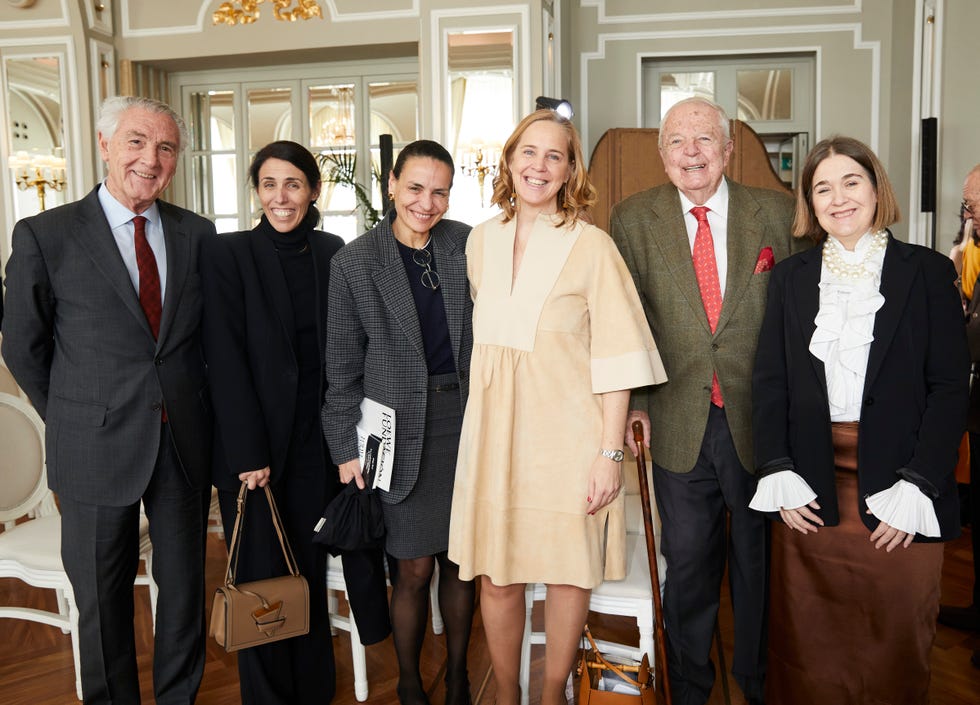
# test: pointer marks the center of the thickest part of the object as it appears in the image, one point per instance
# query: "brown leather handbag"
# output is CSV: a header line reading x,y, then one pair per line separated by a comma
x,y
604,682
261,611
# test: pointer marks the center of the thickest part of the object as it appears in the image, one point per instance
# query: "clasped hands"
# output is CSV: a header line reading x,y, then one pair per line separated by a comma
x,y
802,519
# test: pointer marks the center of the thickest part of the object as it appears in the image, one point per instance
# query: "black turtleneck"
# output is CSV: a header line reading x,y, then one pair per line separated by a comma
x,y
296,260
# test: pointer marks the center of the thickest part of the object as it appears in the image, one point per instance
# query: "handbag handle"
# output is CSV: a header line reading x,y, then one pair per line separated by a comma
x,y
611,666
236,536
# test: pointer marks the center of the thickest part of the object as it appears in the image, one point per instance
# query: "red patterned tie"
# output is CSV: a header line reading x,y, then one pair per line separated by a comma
..............................
Every record above must reappear exactly in the answer, minus its pictures.

Reply to the task =>
# test: pointer marks the center of the thickest part of the object as it appears in the image, one point per instance
# query: "brown leather handbag"
# output is CSV: a header line reading x,y, then one pair per line separated by a comma
x,y
604,682
261,611
# test: pointer marks the center of the thickest part of the object as it appears in the image, one point per instance
# query: "clasped hands"
# output is CSV: a header line reading x,y, then one pair per line separated by a comma
x,y
802,519
# test: pointer marks the center of the thickest part of the object as it appears in the image, one point per instance
# query: "black turtleneck"
# output is CSV: a header line reading x,y, then one pair per line separated by a comma
x,y
296,260
# test: pointer marks the center of the thickest part of the object as it appears in the image, one point per instance
# query: "handbag handle"
# output is CSV: a header line reading x,y, then one pair per line separated by a comma
x,y
611,666
236,536
# test: pointer marks the center of the thickest part of the object as it appears in the image, one point per instance
# query: "red patterned tie"
# output is CSV: a header line reading x,y, then one pair per line separated by a comma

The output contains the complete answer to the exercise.